* [Instructions for the task]:
Please count the lines in the material below that contain the string "silhouette", matching case exactly. Give only the number.

Dataset records:
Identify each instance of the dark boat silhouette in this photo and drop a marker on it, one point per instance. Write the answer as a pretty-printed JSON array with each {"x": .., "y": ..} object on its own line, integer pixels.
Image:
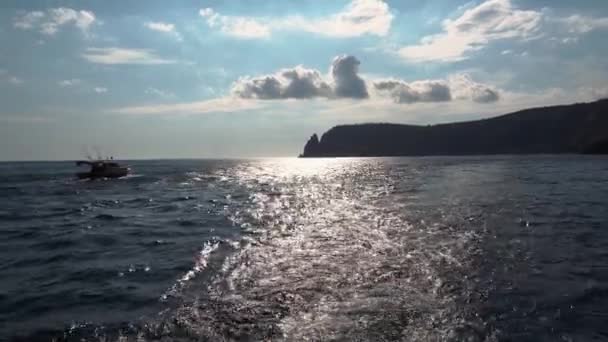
[{"x": 102, "y": 169}]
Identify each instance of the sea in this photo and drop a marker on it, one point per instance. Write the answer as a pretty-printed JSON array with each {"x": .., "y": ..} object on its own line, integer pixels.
[{"x": 489, "y": 248}]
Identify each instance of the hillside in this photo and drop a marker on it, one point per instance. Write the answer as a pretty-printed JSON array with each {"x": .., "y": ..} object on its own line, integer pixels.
[{"x": 577, "y": 128}]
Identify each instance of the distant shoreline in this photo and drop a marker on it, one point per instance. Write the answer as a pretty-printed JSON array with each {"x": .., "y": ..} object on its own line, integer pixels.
[{"x": 568, "y": 129}]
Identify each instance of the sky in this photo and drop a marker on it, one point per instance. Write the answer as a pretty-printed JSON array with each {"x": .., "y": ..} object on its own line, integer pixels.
[{"x": 229, "y": 79}]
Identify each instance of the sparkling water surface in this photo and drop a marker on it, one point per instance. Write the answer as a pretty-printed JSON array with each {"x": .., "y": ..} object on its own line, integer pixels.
[{"x": 501, "y": 248}]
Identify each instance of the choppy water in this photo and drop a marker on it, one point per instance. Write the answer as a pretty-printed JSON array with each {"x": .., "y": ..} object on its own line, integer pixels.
[{"x": 411, "y": 249}]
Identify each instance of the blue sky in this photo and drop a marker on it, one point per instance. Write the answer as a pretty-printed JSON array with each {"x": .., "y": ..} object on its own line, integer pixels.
[{"x": 256, "y": 78}]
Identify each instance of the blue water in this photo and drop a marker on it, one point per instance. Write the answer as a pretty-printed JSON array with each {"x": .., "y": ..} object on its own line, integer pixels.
[{"x": 424, "y": 249}]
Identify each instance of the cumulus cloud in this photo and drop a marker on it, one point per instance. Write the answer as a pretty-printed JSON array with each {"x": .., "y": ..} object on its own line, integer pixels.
[
  {"x": 295, "y": 83},
  {"x": 463, "y": 87},
  {"x": 166, "y": 28},
  {"x": 160, "y": 26},
  {"x": 159, "y": 93},
  {"x": 220, "y": 105},
  {"x": 51, "y": 20},
  {"x": 458, "y": 87},
  {"x": 360, "y": 17},
  {"x": 419, "y": 91},
  {"x": 578, "y": 24},
  {"x": 239, "y": 27},
  {"x": 476, "y": 27},
  {"x": 69, "y": 83},
  {"x": 113, "y": 55},
  {"x": 348, "y": 83},
  {"x": 303, "y": 83},
  {"x": 15, "y": 80},
  {"x": 344, "y": 81}
]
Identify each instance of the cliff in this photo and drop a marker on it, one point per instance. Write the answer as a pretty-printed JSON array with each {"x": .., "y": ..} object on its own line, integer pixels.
[{"x": 577, "y": 128}]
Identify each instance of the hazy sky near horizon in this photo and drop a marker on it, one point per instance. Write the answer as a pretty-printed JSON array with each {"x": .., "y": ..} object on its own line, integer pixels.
[{"x": 151, "y": 79}]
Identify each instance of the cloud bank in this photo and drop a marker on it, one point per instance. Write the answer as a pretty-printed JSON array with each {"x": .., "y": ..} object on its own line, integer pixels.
[
  {"x": 50, "y": 21},
  {"x": 114, "y": 55},
  {"x": 494, "y": 20},
  {"x": 360, "y": 17},
  {"x": 344, "y": 81},
  {"x": 476, "y": 27}
]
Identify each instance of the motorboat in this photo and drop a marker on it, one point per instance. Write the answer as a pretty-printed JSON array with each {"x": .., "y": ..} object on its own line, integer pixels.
[{"x": 102, "y": 169}]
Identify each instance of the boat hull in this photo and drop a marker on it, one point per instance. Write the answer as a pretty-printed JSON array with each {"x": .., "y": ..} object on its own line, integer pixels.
[{"x": 107, "y": 173}]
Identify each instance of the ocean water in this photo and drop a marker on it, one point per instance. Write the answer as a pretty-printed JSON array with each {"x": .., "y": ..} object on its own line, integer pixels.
[{"x": 501, "y": 248}]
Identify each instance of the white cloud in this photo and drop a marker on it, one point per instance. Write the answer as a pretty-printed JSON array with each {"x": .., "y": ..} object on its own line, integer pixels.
[
  {"x": 15, "y": 80},
  {"x": 456, "y": 87},
  {"x": 69, "y": 83},
  {"x": 167, "y": 28},
  {"x": 303, "y": 83},
  {"x": 159, "y": 93},
  {"x": 239, "y": 27},
  {"x": 219, "y": 105},
  {"x": 160, "y": 26},
  {"x": 23, "y": 119},
  {"x": 463, "y": 87},
  {"x": 113, "y": 55},
  {"x": 51, "y": 20},
  {"x": 578, "y": 24},
  {"x": 360, "y": 17},
  {"x": 475, "y": 28}
]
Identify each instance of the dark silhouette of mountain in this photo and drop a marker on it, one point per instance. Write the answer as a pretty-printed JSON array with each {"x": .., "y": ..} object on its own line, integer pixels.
[{"x": 577, "y": 128}]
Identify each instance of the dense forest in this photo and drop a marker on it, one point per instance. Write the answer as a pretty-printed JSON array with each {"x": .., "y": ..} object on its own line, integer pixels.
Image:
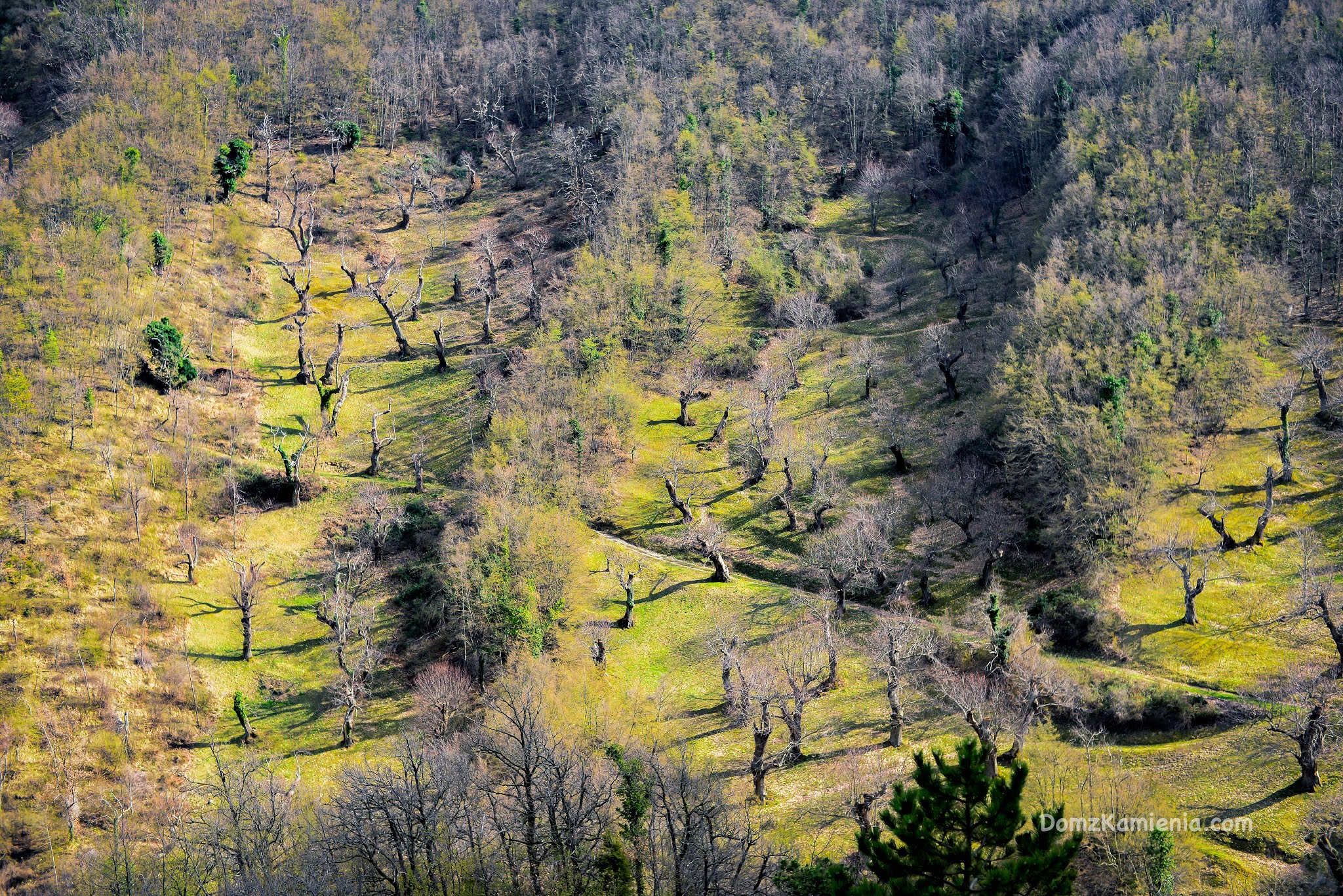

* [Output below]:
2